### Written problem
Rewrite the lines below, swapping "noun phrase" for "short phrase" wherever it occurs and keeping everything else identical.

### Records for this exercise
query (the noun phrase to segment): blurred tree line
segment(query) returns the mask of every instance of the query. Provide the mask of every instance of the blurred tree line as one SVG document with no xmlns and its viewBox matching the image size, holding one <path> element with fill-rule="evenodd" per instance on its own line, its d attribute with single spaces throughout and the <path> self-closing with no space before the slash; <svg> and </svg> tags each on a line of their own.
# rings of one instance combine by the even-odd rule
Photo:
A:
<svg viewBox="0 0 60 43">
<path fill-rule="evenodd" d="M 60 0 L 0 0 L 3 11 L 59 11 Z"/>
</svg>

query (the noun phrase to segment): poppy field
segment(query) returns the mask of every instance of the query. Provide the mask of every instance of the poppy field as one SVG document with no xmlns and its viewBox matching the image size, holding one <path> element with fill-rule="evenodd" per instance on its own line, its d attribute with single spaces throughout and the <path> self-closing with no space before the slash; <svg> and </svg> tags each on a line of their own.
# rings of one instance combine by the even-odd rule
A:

### Correct response
query (the short phrase to segment): blurred tree line
segment(query) returns the mask of every instance of the query. Provide the mask of every instance of the blurred tree line as one SVG document with no xmlns and its viewBox matching the image size, holding one <path> element with fill-rule="evenodd" per instance on its own line, its d attribute with single spaces throughout and the <path> self-closing with no space before the slash; <svg> and </svg> tags each on a line of their own.
# rings of one instance combine by the even-odd rule
Photo:
A:
<svg viewBox="0 0 60 43">
<path fill-rule="evenodd" d="M 60 0 L 0 0 L 3 11 L 59 11 Z"/>
</svg>

query (the short phrase to segment): poppy field
segment(query) returns the mask of every instance of the query. Provide the mask of every instance of the poppy field as one SVG document with no xmlns and its viewBox matching the image size, holding one <path> element with fill-rule="evenodd" per instance on its own line, its d attribute with single spaces throughout and the <path> self-closing with no space before the slash; <svg> and </svg> tags each on a line of their own.
# rings of one instance combine by the even-odd rule
A:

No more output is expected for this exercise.